▸ **Assignment**: Once you have read the entries below, write them all out again exactly.

▸ **Source records**:
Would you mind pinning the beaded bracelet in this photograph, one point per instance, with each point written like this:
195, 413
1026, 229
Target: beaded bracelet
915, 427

▸ **Exercise result**:
Would you mind pinning the beaded bracelet in this photograph, one point per instance, with each point written like this:
195, 413
1026, 229
Target: beaded bracelet
915, 427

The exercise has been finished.